* PROBLEM REQUIREMENTS *
Copy the entries below exactly. Images do not belong in the copy.

:::::

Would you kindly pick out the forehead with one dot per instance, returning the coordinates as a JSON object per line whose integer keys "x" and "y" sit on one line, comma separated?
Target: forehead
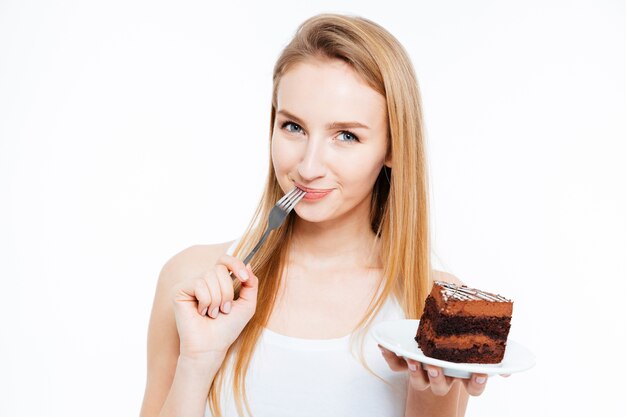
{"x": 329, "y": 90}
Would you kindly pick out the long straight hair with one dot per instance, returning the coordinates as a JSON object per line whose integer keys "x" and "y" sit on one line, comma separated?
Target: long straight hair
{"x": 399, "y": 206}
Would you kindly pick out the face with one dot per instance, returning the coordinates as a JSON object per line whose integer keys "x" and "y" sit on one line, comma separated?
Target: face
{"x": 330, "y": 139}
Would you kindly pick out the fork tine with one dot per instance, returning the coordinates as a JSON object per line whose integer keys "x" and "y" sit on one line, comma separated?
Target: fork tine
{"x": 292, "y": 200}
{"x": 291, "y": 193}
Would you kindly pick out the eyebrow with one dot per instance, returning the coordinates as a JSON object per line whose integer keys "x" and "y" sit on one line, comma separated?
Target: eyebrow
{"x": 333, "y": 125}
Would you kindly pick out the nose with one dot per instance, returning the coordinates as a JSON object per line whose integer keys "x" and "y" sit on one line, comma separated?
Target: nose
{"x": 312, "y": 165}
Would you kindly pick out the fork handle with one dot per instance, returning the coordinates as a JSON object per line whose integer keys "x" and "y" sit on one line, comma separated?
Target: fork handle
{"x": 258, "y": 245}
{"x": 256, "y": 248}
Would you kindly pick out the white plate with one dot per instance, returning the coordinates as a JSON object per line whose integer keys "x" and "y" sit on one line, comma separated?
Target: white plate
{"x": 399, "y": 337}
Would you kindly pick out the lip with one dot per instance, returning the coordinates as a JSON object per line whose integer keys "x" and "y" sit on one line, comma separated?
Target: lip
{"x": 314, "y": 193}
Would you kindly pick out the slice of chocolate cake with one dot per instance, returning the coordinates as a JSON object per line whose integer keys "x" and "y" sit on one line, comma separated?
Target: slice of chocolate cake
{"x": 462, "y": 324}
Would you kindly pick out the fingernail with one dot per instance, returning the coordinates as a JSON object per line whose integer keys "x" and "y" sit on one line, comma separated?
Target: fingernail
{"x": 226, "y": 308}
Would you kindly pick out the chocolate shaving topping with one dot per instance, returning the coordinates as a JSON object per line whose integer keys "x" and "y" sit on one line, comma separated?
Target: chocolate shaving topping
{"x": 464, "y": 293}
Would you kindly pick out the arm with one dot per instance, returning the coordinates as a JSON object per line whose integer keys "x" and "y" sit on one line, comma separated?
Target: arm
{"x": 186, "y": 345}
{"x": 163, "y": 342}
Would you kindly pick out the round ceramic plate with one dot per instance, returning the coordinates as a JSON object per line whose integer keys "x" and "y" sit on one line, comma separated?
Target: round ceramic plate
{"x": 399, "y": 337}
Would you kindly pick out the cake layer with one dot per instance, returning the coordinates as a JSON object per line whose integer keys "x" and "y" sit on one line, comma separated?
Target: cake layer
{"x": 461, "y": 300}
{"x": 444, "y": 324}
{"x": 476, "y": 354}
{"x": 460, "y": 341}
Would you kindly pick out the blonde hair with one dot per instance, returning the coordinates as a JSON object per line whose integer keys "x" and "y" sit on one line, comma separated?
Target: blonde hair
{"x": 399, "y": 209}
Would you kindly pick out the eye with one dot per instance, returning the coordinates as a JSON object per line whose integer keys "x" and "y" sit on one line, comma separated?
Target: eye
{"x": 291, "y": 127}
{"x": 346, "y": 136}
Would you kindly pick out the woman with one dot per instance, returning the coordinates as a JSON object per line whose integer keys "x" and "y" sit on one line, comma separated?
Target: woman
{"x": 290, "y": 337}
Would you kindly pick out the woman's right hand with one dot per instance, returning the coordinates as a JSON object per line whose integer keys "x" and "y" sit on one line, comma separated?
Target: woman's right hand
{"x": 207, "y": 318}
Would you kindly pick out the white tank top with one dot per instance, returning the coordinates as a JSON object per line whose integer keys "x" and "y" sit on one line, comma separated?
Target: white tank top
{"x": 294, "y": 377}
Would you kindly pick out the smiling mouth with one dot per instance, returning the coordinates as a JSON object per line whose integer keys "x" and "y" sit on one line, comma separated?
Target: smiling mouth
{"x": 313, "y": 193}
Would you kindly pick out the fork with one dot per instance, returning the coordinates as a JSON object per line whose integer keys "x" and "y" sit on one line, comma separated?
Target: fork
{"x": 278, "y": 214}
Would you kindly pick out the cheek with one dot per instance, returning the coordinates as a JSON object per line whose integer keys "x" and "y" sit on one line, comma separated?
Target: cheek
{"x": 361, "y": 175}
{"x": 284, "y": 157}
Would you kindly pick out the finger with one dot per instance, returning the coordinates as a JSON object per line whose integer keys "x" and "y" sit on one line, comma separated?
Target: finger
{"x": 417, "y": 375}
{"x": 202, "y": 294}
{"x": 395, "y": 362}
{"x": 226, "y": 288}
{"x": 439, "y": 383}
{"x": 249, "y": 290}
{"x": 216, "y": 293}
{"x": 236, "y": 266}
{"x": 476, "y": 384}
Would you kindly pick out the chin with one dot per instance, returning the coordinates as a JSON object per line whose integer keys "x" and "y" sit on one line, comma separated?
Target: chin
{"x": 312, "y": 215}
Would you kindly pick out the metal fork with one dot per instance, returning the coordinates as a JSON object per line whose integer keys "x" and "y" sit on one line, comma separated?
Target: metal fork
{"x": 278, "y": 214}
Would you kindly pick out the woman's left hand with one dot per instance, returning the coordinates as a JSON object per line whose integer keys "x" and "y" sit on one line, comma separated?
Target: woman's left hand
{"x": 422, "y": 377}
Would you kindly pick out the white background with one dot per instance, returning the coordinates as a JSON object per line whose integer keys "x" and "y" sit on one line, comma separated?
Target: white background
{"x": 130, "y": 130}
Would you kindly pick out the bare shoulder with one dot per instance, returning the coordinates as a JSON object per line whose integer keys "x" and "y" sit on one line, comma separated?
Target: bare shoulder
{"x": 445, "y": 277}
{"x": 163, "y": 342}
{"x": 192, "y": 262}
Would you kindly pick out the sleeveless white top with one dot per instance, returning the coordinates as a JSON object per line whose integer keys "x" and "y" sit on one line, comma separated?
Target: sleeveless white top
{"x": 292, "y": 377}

:::::

* SOLUTION *
Would you kindly pick out the forehead with one dot per instance, returning the coordinates as a JSON object per line whose integer keys "x" and "y" sit on one line, comma separated?
Target: forehead
{"x": 329, "y": 90}
Would you kindly pick out the long straight hair with one dot per instance, returning the coordinates as a JSON object per line whose integer keys "x" and "y" sit on one line, comma separated?
Target: long straight hair
{"x": 399, "y": 206}
Would you kindly pick out the face with one dot per instance, returning the coordinates as a JSON object per line whose integer keys "x" and "y" sit on one line, comma separated?
Target: face
{"x": 330, "y": 139}
Would you kindly pick out the fork tine with one dot per instance, returning the coordinates as a JSON object per line whose integer keys "x" and "y" sit on one line, comma separated?
Target: fork tine
{"x": 292, "y": 200}
{"x": 291, "y": 193}
Would you kindly pick out the eyebrow with one dot per instance, returning the coordinates as a JSON object per line whose integer keys "x" and "y" sit on one line, comma separated?
Target: eyebrow
{"x": 333, "y": 125}
Would you kindly pick out the nose with one dot per instance, returning the coordinates as a JSON object per line whose integer keys "x" and "y" sit on one line, comma separated?
Target: nose
{"x": 312, "y": 165}
Would you kindly pick out the fork handle with one dot per instance, returning the coordinates as a JSON object per line whose integer keys "x" and "y" sit on one line, comma separated?
Target: fork handle
{"x": 258, "y": 245}
{"x": 256, "y": 248}
Would you kindly pick out the white plate with one dot per instance, returning the coordinates as a JSON object per line whose integer keys "x" and "y" sit on one line, comma separated?
Target: white plate
{"x": 399, "y": 337}
Would you kindly pick out the lip with one dot per instance, returning the coordinates as a JSON object per line whose integer keys "x" and "y" sit on one line, comma separated?
Target: lip
{"x": 314, "y": 193}
Would you kindly pick out the slice of chocolate cake with one dot per instance, returning the coordinates as a JSON object per line whose integer keys "x" and "y" sit on one line, comma separated?
Target: slice of chocolate cake
{"x": 462, "y": 324}
Would you kindly pick out the fingernail with one dot per instance, returning the coordinates as a JSON object per line whose integer keys "x" and "y" sit on one line, comma separated?
Target: fingernail
{"x": 226, "y": 308}
Would you kindly pick out the chocolate shaving topping with one dot per instance, returning the coordinates as a JSON object per line whose integer keys "x" and "y" sit on one line, comma separated?
Target: chocolate shaving topping
{"x": 464, "y": 293}
Would you kindly pick out the arm with one dot per instance, returning the coordinates as a JSON object per line whose integer keys "x" and "y" sit on one line, comma separated?
Target: arm
{"x": 186, "y": 345}
{"x": 163, "y": 342}
Would you kindly pick out the round ceramic plate with one dot per instance, returning the coordinates as a JSON object per line whose integer keys "x" and "y" sit on one line, comma separated?
Target: round ceramic plate
{"x": 399, "y": 337}
Would you kindly pick out the cake layer with one dot per instance, returning the coordinates as a JSON object per line whose integer keys "x" and "y" sit on one line, comma separated?
Target: cake layer
{"x": 461, "y": 300}
{"x": 444, "y": 324}
{"x": 476, "y": 354}
{"x": 460, "y": 341}
Would you kindly pick out the blonde hair with one dot per instance, returning the coordinates as a JSON object per line whose integer keys "x" and "y" sit on one line, comma separated?
Target: blonde hair
{"x": 399, "y": 209}
Would you kindly pick out the eye with one dot per instance, returning the coordinates as a JSON object per line whose integer keys "x" and "y" sit on one line, comma separated?
Target: eye
{"x": 291, "y": 127}
{"x": 346, "y": 136}
Would you kindly pick out the woman with one dot per instance, returning the coordinates as a JSON object per line whose integer keys "x" and "y" sit on one line, comma separated?
Target: woman
{"x": 290, "y": 337}
Would you kindly pick out the woman's right hand with one dot per instance, returning the coordinates as a JSON object per line whose integer keys "x" and "y" sit on one line, comma separated?
Target: woman's right hand
{"x": 207, "y": 318}
Would you kindly pick out the white tank top with one dot per instance, returning the coordinates as a JSON object per line whose integer keys "x" and "y" sit on one line, comma separated?
Target: white tank top
{"x": 294, "y": 377}
Would you kindly pick out the smiling mouth with one dot per instance, returning the coordinates as a JSON object per line whose integer keys "x" and "y" sit on one line, comma separated?
Target: smiling mouth
{"x": 313, "y": 193}
Would you kindly pick out the fork with one dot per instance, returning the coordinates as a JSON object per line whose integer keys "x" and "y" sit on one line, comma separated?
Target: fork
{"x": 278, "y": 214}
Would you kindly pick out the cheek with one dot per instance, returning the coordinates as a JSON object per line whose integer keys "x" and "y" sit on one line, comma separated?
Target: cheek
{"x": 361, "y": 175}
{"x": 284, "y": 157}
Would you kindly pick out the finger with one dot per instance, returning the coordinates as a JSON object per line whose integer keys "x" and "y" sit on one line, comma separated?
Target: finger
{"x": 417, "y": 375}
{"x": 202, "y": 294}
{"x": 395, "y": 362}
{"x": 226, "y": 288}
{"x": 439, "y": 383}
{"x": 249, "y": 290}
{"x": 216, "y": 293}
{"x": 236, "y": 266}
{"x": 476, "y": 384}
Would you kindly pick out the chin with one dot per instance, returning the coordinates as a JSON object per line whose integer keys "x" and "y" sit on one line, comma separated?
Target: chin
{"x": 312, "y": 215}
Would you kindly pick out the metal fork with one dot per instance, returning the coordinates as a JSON object per line whose integer keys "x" and "y" sit on one line, comma separated?
Target: metal fork
{"x": 278, "y": 214}
Would you kindly pick out the woman's left hand with one dot per instance, returning the coordinates as a JSON object per line whose integer keys "x" and "y" sit on one line, comma separated?
Target: woman's left hand
{"x": 422, "y": 377}
Would you kindly pick out the white background with one dot per instance, returning the coordinates as a JSON object per line whose integer keys "x" and "y" sit on one line, comma separated?
Target: white background
{"x": 130, "y": 130}
Would you kindly pick out the bare shoulder with one dot per instance, returning the coordinates as a JSON object per line whose integer keys "x" and "y" sit on one line, comma separated?
Target: bare shoulder
{"x": 445, "y": 277}
{"x": 163, "y": 342}
{"x": 192, "y": 262}
Would you kindly pick out the sleeveless white top with one dot per instance, returning the coordinates as a JSON object per line whose integer keys "x" and "y" sit on one line, comma separated?
Target: sleeveless white top
{"x": 292, "y": 377}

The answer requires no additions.